_Görevler_.
A) Tavşan besleme yazısına göre Oruç Aruoba'nın Uzak kitabı hangi üç bölümden oluşur?
B) Tavşan besleme yazısını iki cümleyle özetleyin.
C) Tavşan besleme yazısını ikinci maddenin ardından aynı biçimde sürdürün.

Oruç Aruoba'dan Evinde Tavşan Besleyecekler İçin Kılavuz
Oruç Aruoba'dan evinde tavşan besleyecek olanlara hitaben... Tavşan besleyenlerin ne gibi hayat şartları olduğunu yorumlayan 30 dize...

Oruç Aruoba - Uzak

Merhabalar arkadaşlar,

Öncelikle yazarımız Oruç Aruoba hakkında biraz bilgi edinelim daha sonra da kitabında bahsettiği konulara zaten değineceğiz. 1948 yılında doğan Aruoba, 1973'ten başlayarak Hacettepe, Tübingen, Victora-Wellington üniversitelerinde akademisyenlik ve öğretim görevliliği yapmış. 1983'te üniversiteyi terkettikten sonra çeşitli yayın kuruluşlarında çalışmış. Yazı ve çeviri işleriyle uğraşmış. Hume, Nietzsche, Kant, Celan ve Başo'dan çevirileri bulunuyor. Metis'te 1990 senesinde "de ki işte" ile başlayan Oruç Aruoba koleksiyonunu felsefe kitaplarının yanı sıra şiir ve metinlerle sürdürmüşler...


Oruç Aruoba'nın Uzak Kitabı üç bölümden oluşuyor. Uzak, Tavşan Besleyene Kılavuz ve Özlem Çekene Kılavuz bölümleri... Sizlere bu yazımızda bahsedeceğimiz kısım ise Tavşan Besleyene Kılavuz kısmıdır ki zaten biraz da amacımız evinde tavşan besleyecek olan ve ya evine tavşan almak isteyenler varsa bu yazıdan sonra karar vermelerini tavsiye ediyoruz..


Aşağıda ki yazı Tavşan Nasıl Beslenir?, Tavşan Beslerken Nelere Dikkat Etmeliyim?, Evde Tavşan Besleme?, Evde Tavşan Beslemek Zararlımı?, Evde Tavşan Bakımı?, Tavşan Bakımı Nasıl Yapılır?, Tavşan Ne Yer?, Tavşan Neleri Kemirir?, Tavşan Eğitimi?, Tavşan Besleme Bilgileri? ve Tavşan Beslemek İstiyorum diyenler için sorularını ve istediklerini umarız cevaplayacaktır.

Tavşan Besleyene Kılavuz Olacak 30 Bilgi

Tavşan Besleyene Kılavuz Olacak 30 Bilgi

1. Tavşan besleyen, havuç da yetiştirmelidir.

(Çünkü, tavşanınız her boş anında havuç yiyecektir ki masrafı çoktur.)


2. Tavşan besleyen, evinde attığı her adıma da dikkat etmelidir. 

(Çünkü, tavşan kendisine havuç verenin ayaklarını tanır; zıplaya zıplaya, geliverir ansızın...)

[Veri kümesi kayıtları]
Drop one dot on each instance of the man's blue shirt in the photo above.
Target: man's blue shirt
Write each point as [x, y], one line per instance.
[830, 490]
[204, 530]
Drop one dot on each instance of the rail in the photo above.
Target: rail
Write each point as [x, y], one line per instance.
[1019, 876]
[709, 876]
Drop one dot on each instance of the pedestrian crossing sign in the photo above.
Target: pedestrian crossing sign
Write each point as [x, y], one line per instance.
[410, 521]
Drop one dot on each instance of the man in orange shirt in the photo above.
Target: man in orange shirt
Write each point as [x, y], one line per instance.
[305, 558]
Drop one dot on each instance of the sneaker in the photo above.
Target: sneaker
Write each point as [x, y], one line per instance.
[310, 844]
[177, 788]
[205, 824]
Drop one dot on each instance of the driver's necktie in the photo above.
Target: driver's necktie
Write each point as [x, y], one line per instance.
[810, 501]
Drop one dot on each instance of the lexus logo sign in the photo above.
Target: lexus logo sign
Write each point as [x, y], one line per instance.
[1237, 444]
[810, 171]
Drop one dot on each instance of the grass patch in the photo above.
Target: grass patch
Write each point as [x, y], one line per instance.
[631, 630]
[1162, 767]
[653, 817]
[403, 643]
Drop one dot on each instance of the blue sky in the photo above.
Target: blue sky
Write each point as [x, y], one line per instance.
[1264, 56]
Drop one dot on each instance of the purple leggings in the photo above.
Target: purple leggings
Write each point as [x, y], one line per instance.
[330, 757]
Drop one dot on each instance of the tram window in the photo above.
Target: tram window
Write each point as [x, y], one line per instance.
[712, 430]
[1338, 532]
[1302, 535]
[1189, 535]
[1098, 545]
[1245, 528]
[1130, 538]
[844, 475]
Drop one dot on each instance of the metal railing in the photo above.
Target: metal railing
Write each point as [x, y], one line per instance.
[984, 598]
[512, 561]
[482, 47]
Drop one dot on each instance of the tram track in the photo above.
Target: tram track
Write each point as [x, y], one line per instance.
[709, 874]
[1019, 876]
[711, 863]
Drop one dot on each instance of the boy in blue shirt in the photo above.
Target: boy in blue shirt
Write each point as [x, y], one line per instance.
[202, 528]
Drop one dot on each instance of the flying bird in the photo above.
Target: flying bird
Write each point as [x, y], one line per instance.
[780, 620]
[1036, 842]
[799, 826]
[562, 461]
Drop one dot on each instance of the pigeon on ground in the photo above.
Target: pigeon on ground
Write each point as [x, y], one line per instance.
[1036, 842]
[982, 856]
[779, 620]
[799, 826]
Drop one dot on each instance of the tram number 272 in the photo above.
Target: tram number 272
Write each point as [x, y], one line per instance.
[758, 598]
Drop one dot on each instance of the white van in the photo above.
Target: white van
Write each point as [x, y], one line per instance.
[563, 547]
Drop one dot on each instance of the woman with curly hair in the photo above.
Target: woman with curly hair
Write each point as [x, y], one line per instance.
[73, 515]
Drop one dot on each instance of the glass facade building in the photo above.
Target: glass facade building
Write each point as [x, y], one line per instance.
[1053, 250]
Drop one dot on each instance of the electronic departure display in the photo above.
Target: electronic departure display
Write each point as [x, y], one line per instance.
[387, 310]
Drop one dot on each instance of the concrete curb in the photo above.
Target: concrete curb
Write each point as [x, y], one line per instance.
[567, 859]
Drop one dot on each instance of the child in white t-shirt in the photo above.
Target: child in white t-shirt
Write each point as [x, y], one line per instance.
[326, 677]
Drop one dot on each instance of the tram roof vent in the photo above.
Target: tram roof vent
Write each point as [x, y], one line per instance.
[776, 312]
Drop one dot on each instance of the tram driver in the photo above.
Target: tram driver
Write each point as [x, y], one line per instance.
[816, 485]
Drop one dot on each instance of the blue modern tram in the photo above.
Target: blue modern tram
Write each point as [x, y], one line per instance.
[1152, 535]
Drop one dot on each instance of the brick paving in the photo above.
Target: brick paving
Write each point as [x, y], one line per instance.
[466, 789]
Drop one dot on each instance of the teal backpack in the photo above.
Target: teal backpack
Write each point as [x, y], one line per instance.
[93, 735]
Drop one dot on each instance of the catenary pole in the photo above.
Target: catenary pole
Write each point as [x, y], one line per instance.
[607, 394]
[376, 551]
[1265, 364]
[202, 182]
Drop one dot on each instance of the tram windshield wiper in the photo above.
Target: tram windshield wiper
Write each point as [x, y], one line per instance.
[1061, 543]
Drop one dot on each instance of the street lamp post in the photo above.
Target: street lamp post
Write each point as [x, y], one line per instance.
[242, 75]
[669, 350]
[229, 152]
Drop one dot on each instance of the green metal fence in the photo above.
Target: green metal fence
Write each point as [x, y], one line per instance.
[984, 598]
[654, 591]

_Alıştırma Yanıtları_.
A) Uzak, Tavşan Besleyene Kılavuz ve Özlem Çekene Kılavuz bölümlerinden oluşur.

B) Yazı, 1948'de doğan, çeşitli üniversitelerde akademisyenlik yapan ve Hume, Nietzsche, Kant gibi isimlerden çeviriler yapan Oruç Aruoba'yı tanıtır ve onun üç bölümlü Uzak kitabının Tavşan Besleyene Kılavuz kısmını ele alır. Bu kısımdan aktarılan ilk iki bilgiye göre tavşan besleyen kişi havuç da yetiştirmeli ve evinde attığı her adıma dikkat etmelidir.

C)
3. Tavşan besleyen, evdeki bitkilerini de emniyete almalıdır. Hatta kağıtlarını, kitaplarını, espadrillerini, halılarının püsküllerini ve yırtık pantolonlarının açıkta kalmış ipliklerini bile...

(Çünkü, tavşan kemirebileceği her şeyi kemirir...)


4. Tavşan besleyen, pazardan maydanozu beşli demetlerle; pancarları ve turpları, sapları; kıvırcık ve marulları da, dış yaprakları kesilip atılmadan almalıdır.

(Çünkü, evde sizin getireceğiniz kemirilmesi gereken ne varsa onu bekleyen bir tavşanınız var.)


5. Tavşan besleyen, meyve sebzeleri; örneğin armutları ve patatesleri, soyarken ve ayıklarken, olağan durumlarda olduğundan daha müsrif davranmayı da öğrenmelidir. 

(Çünkü, tavşan besleyen için kendi yiyemeyeceği ya da yemediği bitki kabukları, sapları ve kökleri birer çöp değildir artık...)


6. Tavşan besleyen, evinin içindeki bütün geliş-gidişlerini gerçi hiçbir yargıda bulunmadan, izleyen; ama sürekli üzerinde tuttuğu gözüyle çok temel bir talepte bulunan, bir canlı ile birlikte yaşamayı, onun varlık talebini hesaba katmayı da, öğrenmelidir.


7. Tavşan besleyen, arada bir, iç çamaşırlarına dek, pekala; kokusuzca; ama, sıcak sıcak ve yapış yapış, ıslatılmayı da göze almalıdır... Ya da gecenin bir vakti yatağında koynunda kıpır kıpır bir canlı bulmayı...

8. Tavşan besleyen, ortalık fazlaca uzun bir süre hareketsiz kaldığında, hemen şüphelenmelidir.

(Çünkü, ya halıların püskülleri, ya balkondaki bitkiler, ya da kurumaları için kitap yığınlarının üstüne, gazete kağıtlarına serdiği kereviz yaprakları, tehlikededir.)


9. Tavşan besleyen, birlikte yaşadığı varlığın, canlının, kendisini, hiç de ihtimal vermeyeceği, yakıştıramayacağı ölçüde iyi izleyebildiğini, hatta anlayabildiğini, giderek tanıdığını ve bildiğini de hesaba katmalıdır.

(Bu böyleyse, bu bilginin nasıl bir şey olduğunu hiçbir zaman bilemeyeceğini bilse, bu yalnızca kendi kurduğu bir şeyse de; bunu da pekala bilse bile...)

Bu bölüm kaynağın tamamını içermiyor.